• DIRECTIONS FOR THIS TASK: The entries need to be copied exactly.

(Dataset entries)
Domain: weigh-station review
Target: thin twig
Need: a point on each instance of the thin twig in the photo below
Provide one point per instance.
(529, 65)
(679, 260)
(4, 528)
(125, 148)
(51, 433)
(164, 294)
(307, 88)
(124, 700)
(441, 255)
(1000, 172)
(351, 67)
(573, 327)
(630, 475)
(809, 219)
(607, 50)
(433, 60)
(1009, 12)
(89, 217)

• EXERCISE RESPONSE:
Domain: weigh-station review
Target: thin twig
Need: a point on each instance of the thin twig in the photo below
Provide one point per instance.
(529, 65)
(679, 260)
(4, 528)
(125, 148)
(51, 433)
(164, 294)
(307, 88)
(124, 700)
(441, 255)
(1000, 172)
(351, 67)
(573, 327)
(630, 475)
(809, 219)
(607, 50)
(433, 60)
(1009, 12)
(89, 217)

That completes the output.